▶ **Task directions**
Reproduce exactly the lines below, starting with the line that contains "In this exercise you will mark every instance of the open" and ending with the last line of the records, both included, and nothing else.

▶ **Provided data**

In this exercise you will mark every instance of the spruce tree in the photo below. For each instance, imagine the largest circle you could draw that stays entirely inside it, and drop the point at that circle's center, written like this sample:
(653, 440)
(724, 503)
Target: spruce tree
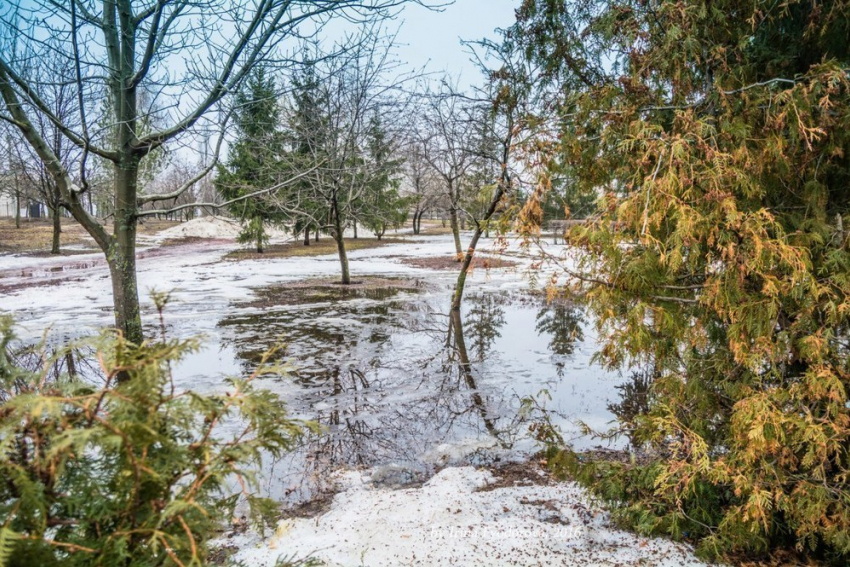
(254, 162)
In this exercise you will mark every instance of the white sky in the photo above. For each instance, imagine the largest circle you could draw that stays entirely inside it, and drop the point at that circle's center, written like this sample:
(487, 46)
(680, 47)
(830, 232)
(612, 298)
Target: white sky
(433, 38)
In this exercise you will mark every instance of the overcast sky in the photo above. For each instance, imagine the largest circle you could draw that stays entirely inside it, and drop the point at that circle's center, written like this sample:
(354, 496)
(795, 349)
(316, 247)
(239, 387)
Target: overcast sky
(433, 38)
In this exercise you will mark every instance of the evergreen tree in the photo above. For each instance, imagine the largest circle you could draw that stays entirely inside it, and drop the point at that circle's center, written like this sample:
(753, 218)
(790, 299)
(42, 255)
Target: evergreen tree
(307, 128)
(719, 134)
(382, 206)
(255, 157)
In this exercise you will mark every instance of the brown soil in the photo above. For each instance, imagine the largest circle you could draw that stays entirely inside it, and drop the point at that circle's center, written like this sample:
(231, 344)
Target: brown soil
(35, 236)
(482, 261)
(526, 473)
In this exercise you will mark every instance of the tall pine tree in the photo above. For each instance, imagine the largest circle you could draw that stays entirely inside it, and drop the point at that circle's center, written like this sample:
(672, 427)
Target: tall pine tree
(719, 133)
(254, 162)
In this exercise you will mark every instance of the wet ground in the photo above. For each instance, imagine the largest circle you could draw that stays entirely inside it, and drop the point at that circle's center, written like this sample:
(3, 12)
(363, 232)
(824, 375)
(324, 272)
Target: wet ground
(397, 384)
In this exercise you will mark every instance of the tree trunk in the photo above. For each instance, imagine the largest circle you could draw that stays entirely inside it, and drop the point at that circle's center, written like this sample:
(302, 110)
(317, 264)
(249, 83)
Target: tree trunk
(456, 232)
(465, 367)
(340, 246)
(57, 229)
(121, 255)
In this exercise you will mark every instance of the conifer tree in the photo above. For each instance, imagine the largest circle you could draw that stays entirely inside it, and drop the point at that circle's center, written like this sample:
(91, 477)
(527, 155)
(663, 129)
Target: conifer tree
(254, 161)
(719, 263)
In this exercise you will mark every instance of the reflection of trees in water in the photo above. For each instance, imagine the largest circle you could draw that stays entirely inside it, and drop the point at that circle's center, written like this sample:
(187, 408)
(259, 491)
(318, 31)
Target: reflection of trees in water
(483, 322)
(385, 385)
(562, 320)
(50, 360)
(634, 401)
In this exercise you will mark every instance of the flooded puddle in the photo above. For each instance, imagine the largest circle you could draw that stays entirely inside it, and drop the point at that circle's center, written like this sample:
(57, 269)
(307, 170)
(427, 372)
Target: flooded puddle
(400, 386)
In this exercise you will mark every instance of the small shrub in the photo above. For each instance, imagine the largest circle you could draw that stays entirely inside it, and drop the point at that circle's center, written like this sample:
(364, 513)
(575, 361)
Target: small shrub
(129, 471)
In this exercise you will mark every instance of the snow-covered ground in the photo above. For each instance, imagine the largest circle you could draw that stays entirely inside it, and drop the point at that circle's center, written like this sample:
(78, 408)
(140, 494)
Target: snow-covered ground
(452, 521)
(447, 521)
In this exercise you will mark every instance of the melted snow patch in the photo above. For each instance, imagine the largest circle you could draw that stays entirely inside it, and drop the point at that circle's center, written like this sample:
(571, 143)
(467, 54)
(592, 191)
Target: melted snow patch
(450, 521)
(202, 227)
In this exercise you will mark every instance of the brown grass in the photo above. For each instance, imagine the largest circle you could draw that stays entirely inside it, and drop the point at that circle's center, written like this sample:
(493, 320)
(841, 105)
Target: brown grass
(321, 248)
(36, 235)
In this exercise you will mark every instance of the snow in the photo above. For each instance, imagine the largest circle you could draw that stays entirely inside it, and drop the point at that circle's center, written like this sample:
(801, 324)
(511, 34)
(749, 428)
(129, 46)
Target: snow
(450, 521)
(446, 521)
(202, 227)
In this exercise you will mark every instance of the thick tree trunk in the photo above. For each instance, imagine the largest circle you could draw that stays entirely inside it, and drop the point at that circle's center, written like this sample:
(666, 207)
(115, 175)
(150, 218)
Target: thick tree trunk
(456, 232)
(121, 255)
(340, 246)
(57, 229)
(470, 252)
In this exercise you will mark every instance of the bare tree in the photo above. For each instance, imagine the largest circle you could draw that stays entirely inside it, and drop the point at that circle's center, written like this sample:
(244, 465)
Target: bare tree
(422, 185)
(351, 91)
(116, 49)
(446, 139)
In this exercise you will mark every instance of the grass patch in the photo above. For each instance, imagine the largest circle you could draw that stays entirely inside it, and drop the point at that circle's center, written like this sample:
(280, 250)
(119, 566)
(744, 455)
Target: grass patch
(36, 235)
(321, 248)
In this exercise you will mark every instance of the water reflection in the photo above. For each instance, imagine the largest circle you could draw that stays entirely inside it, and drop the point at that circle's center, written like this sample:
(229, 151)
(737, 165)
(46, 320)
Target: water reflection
(397, 383)
(562, 321)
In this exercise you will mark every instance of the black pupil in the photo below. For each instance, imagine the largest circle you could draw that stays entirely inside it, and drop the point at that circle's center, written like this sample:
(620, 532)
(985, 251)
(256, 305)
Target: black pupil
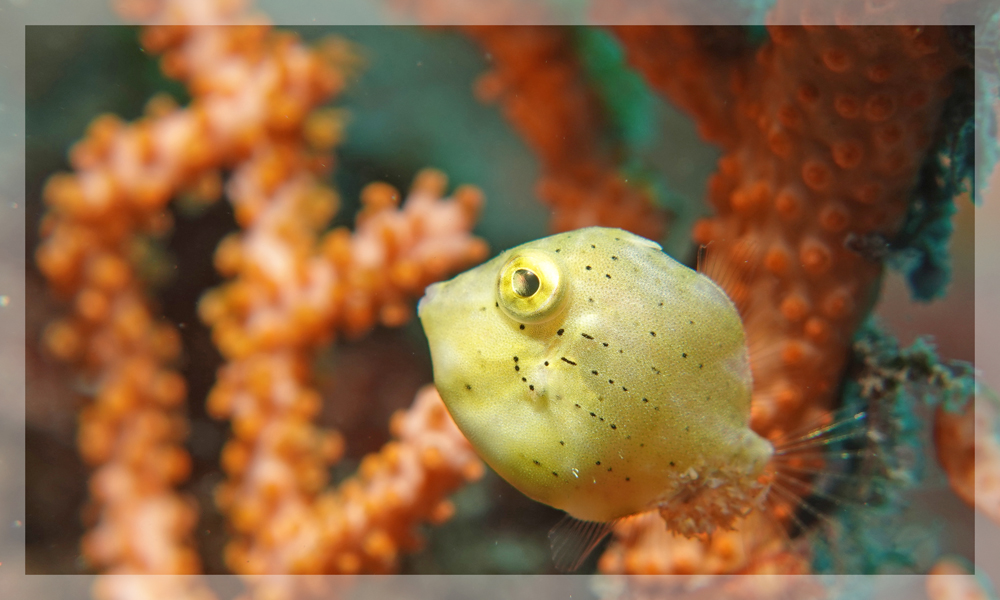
(525, 283)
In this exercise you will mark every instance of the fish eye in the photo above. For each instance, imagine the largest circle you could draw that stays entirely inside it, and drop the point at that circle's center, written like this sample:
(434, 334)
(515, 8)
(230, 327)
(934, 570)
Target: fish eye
(531, 287)
(525, 283)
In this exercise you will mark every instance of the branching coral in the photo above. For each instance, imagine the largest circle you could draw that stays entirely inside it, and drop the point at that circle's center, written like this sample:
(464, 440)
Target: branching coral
(292, 288)
(823, 131)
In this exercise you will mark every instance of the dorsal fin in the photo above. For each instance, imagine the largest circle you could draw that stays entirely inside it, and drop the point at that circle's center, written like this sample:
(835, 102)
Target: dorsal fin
(572, 540)
(733, 271)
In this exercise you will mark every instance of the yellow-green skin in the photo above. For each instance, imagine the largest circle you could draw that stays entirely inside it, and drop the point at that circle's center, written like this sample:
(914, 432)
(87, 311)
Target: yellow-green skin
(633, 382)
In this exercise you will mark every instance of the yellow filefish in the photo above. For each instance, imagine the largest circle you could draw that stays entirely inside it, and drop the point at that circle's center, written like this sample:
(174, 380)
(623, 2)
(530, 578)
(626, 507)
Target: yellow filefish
(600, 376)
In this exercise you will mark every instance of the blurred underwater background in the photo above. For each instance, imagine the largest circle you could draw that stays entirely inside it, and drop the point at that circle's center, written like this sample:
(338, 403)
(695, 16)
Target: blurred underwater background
(415, 98)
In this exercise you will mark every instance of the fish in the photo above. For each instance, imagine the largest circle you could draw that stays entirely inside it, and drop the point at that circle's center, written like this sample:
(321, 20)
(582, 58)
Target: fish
(598, 375)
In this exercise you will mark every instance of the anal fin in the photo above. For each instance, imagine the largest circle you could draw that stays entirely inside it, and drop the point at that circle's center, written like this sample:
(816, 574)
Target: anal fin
(572, 540)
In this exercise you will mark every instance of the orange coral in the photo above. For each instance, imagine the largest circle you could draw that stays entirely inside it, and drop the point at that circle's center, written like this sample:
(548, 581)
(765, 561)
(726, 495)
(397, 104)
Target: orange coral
(539, 83)
(255, 93)
(823, 132)
(968, 449)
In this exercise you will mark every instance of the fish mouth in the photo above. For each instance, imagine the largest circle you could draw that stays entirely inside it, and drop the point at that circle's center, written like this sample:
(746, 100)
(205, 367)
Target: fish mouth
(429, 293)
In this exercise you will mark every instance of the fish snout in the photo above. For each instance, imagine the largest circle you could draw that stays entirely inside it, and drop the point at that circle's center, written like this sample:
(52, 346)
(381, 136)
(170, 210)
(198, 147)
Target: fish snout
(429, 293)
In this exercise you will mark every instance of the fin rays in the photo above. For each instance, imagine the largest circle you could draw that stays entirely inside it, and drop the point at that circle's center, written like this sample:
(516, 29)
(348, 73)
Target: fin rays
(572, 541)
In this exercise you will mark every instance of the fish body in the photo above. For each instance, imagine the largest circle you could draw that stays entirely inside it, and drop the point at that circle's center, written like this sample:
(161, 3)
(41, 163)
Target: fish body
(600, 376)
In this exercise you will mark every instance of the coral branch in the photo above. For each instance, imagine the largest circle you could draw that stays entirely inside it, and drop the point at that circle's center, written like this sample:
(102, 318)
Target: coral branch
(824, 137)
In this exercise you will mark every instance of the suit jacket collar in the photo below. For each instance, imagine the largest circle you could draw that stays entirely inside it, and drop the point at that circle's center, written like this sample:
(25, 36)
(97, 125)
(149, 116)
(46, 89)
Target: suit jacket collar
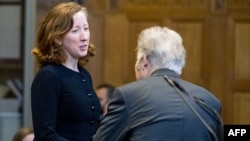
(162, 72)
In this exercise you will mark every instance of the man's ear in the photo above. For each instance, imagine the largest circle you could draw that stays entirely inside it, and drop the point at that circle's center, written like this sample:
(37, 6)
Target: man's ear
(144, 62)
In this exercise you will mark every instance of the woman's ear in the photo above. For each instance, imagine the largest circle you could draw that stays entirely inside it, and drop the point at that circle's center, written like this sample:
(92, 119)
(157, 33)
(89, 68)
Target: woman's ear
(58, 41)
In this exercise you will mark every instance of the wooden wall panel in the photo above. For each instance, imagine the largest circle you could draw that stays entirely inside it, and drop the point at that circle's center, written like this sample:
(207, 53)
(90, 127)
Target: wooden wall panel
(241, 108)
(242, 51)
(191, 33)
(116, 48)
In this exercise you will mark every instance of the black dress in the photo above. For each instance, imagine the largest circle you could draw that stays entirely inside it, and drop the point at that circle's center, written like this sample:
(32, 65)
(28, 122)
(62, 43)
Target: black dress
(64, 105)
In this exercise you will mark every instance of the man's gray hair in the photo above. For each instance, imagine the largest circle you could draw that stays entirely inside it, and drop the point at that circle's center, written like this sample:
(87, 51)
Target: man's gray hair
(163, 48)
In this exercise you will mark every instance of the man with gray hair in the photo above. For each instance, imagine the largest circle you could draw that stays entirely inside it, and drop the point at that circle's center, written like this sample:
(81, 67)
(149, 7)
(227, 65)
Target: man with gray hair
(160, 106)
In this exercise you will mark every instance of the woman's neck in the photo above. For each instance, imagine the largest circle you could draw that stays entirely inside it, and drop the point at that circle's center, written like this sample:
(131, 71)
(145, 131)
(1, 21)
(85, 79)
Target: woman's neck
(73, 65)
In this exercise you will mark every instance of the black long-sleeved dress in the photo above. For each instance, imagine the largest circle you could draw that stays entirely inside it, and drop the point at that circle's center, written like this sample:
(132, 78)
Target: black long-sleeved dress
(64, 104)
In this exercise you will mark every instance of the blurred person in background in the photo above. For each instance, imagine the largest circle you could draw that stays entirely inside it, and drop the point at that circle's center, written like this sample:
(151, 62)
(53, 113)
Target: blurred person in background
(24, 134)
(104, 92)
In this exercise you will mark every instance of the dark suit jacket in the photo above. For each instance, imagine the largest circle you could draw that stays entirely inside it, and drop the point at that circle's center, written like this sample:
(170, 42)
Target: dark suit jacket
(151, 110)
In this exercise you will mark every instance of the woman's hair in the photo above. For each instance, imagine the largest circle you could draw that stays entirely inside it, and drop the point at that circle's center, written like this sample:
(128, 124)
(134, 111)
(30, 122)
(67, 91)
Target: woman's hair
(21, 133)
(162, 47)
(55, 25)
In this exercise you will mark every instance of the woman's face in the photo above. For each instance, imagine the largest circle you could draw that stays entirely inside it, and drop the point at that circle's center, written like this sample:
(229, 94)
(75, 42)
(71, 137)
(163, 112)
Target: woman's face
(76, 41)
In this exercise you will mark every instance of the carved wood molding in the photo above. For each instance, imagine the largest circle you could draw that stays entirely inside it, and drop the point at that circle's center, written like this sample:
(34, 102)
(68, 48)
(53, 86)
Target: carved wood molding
(239, 3)
(168, 2)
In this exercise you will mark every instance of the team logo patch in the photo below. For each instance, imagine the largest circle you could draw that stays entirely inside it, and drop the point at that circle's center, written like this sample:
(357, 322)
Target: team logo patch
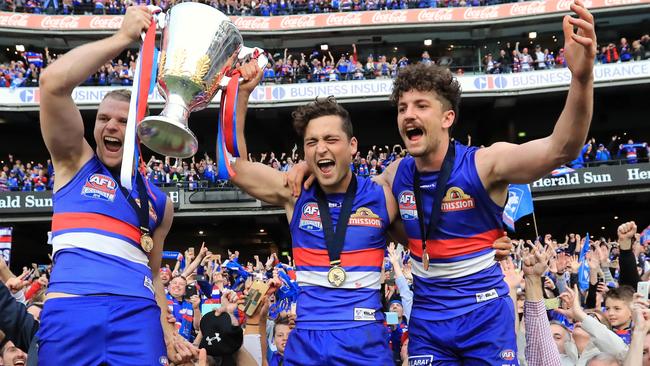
(508, 355)
(100, 186)
(407, 208)
(424, 360)
(152, 210)
(457, 200)
(365, 217)
(310, 217)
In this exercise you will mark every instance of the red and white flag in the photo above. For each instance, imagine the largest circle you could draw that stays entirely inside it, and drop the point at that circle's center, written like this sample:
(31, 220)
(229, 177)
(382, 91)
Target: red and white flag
(5, 243)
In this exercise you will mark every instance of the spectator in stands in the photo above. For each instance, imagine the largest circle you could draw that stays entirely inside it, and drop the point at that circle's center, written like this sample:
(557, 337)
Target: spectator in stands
(185, 310)
(624, 50)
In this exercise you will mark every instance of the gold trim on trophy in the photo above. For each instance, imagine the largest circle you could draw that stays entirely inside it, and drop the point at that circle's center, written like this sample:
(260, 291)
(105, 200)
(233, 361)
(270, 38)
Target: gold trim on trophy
(178, 57)
(202, 68)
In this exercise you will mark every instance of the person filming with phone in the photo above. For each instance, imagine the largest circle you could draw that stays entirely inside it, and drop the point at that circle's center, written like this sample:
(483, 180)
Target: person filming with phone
(185, 307)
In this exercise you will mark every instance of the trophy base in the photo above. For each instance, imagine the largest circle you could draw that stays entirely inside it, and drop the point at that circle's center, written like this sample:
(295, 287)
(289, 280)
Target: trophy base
(168, 137)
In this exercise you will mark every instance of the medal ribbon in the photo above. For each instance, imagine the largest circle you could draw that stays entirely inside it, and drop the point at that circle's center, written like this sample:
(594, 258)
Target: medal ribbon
(441, 185)
(334, 240)
(143, 210)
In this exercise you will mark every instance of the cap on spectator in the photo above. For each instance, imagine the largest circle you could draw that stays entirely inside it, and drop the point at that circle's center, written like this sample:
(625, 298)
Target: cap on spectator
(220, 338)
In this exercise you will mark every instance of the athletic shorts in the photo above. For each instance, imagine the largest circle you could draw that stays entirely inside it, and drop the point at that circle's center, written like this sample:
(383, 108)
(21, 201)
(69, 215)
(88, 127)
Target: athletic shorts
(485, 336)
(365, 345)
(101, 330)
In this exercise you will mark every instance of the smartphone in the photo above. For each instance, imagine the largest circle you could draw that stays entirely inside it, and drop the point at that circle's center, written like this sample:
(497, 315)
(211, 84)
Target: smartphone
(190, 290)
(643, 287)
(206, 308)
(391, 318)
(552, 304)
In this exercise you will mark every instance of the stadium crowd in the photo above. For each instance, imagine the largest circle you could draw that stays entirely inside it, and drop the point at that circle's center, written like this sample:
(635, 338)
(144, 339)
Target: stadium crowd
(575, 301)
(322, 66)
(18, 175)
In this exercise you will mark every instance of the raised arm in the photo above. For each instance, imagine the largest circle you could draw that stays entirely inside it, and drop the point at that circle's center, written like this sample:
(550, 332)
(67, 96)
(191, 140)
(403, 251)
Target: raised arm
(61, 123)
(504, 163)
(258, 180)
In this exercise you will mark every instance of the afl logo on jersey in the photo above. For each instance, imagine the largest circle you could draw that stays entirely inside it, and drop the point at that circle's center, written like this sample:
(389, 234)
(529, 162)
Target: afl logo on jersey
(365, 217)
(457, 200)
(100, 186)
(310, 217)
(407, 208)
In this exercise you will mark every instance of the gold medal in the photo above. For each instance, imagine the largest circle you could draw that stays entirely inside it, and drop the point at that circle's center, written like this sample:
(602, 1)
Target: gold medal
(146, 242)
(336, 276)
(425, 261)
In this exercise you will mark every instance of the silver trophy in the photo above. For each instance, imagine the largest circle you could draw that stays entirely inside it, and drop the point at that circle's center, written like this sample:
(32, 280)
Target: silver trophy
(199, 46)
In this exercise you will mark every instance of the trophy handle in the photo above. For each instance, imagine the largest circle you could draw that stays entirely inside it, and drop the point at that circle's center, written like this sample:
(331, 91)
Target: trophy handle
(247, 53)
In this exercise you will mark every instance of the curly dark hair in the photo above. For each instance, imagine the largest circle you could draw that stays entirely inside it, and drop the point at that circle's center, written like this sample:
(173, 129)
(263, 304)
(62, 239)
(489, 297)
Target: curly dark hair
(319, 108)
(428, 78)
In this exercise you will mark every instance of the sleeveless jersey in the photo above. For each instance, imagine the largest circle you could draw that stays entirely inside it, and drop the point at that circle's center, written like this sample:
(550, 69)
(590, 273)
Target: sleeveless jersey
(320, 305)
(96, 236)
(462, 274)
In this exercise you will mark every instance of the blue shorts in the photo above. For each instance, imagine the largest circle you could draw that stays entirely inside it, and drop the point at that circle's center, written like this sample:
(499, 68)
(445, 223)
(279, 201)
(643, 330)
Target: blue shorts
(364, 345)
(101, 330)
(485, 336)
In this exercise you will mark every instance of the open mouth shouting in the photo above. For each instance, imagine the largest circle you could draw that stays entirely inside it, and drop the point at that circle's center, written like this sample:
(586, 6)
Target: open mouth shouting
(414, 133)
(326, 166)
(112, 144)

▶ **Reply**
In this exercise you will mark every instance of the open mouth shouting in the photo above. For each instance, imagine the largest circle you could draw that stays entirely inside it, and drop the point at that circle's center, written like this sample:
(586, 6)
Target: open mouth shouting
(414, 133)
(326, 166)
(112, 144)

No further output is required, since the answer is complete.